===== Given data

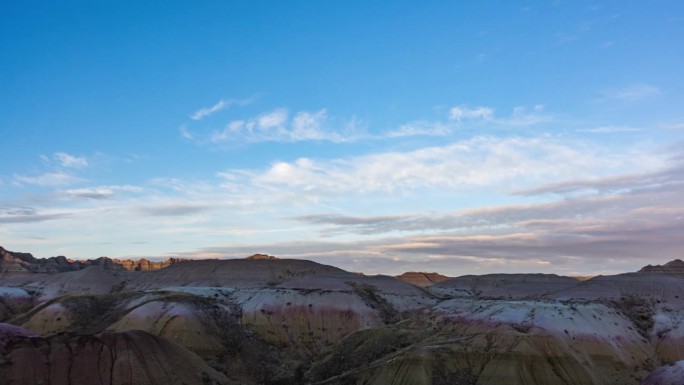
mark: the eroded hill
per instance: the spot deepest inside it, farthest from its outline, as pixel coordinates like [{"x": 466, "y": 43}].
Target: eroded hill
[{"x": 263, "y": 320}]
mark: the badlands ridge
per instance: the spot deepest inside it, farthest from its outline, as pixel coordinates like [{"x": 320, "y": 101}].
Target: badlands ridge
[{"x": 263, "y": 320}]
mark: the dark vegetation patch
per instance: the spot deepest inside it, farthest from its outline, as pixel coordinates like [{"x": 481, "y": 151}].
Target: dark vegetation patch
[
  {"x": 442, "y": 376},
  {"x": 638, "y": 310},
  {"x": 360, "y": 349},
  {"x": 369, "y": 296},
  {"x": 92, "y": 313}
]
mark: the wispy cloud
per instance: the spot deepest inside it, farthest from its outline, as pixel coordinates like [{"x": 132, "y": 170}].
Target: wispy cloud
[
  {"x": 463, "y": 116},
  {"x": 481, "y": 161},
  {"x": 100, "y": 192},
  {"x": 608, "y": 129},
  {"x": 27, "y": 215},
  {"x": 72, "y": 161},
  {"x": 173, "y": 209},
  {"x": 631, "y": 93},
  {"x": 462, "y": 113},
  {"x": 278, "y": 126},
  {"x": 47, "y": 179},
  {"x": 220, "y": 105}
]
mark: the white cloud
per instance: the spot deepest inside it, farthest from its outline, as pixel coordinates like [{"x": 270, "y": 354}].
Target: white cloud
[
  {"x": 521, "y": 116},
  {"x": 275, "y": 119},
  {"x": 100, "y": 192},
  {"x": 67, "y": 160},
  {"x": 220, "y": 105},
  {"x": 277, "y": 126},
  {"x": 47, "y": 179},
  {"x": 477, "y": 162},
  {"x": 608, "y": 129},
  {"x": 631, "y": 93},
  {"x": 206, "y": 111},
  {"x": 421, "y": 129},
  {"x": 462, "y": 113}
]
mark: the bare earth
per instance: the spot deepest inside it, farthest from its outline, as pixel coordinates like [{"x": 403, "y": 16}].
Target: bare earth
[{"x": 263, "y": 320}]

==========

*What needs to be done*: Repeat the line containing "mark: the dark vegetation patch" and all subsequent lines through the final line of the data, exactly and with no others.

*Exercise response*:
mark: the dark vegetation patch
per instance: the spot deepest inside it, farthest from its outline, as pixel coordinates like [{"x": 481, "y": 151}].
Target: dark vegetation patch
[
  {"x": 442, "y": 376},
  {"x": 638, "y": 310},
  {"x": 360, "y": 349},
  {"x": 369, "y": 296},
  {"x": 92, "y": 313}
]
mark: the wispy cloud
per instance: the spot deepest inside it, farthest from its outline, as pixel coordinates like [{"x": 132, "y": 170}].
Target: wispy cloud
[
  {"x": 463, "y": 116},
  {"x": 481, "y": 161},
  {"x": 100, "y": 192},
  {"x": 608, "y": 129},
  {"x": 27, "y": 215},
  {"x": 72, "y": 161},
  {"x": 173, "y": 209},
  {"x": 631, "y": 93},
  {"x": 462, "y": 113},
  {"x": 278, "y": 126},
  {"x": 47, "y": 179},
  {"x": 220, "y": 105}
]
mark: the white cloud
per instance: the spot deepest inside it, farthest from its outline, as pixel coordinates like [{"x": 270, "y": 354}].
Target: white cloud
[
  {"x": 521, "y": 116},
  {"x": 275, "y": 119},
  {"x": 100, "y": 192},
  {"x": 67, "y": 160},
  {"x": 220, "y": 105},
  {"x": 277, "y": 126},
  {"x": 47, "y": 179},
  {"x": 477, "y": 162},
  {"x": 608, "y": 129},
  {"x": 631, "y": 93},
  {"x": 206, "y": 111},
  {"x": 421, "y": 129},
  {"x": 462, "y": 113}
]
mark: the bare earth
per instance: the spot deepest inside it, farthest from its outline, as pixel coordinates like [{"x": 403, "y": 16}].
Target: bare earth
[{"x": 263, "y": 320}]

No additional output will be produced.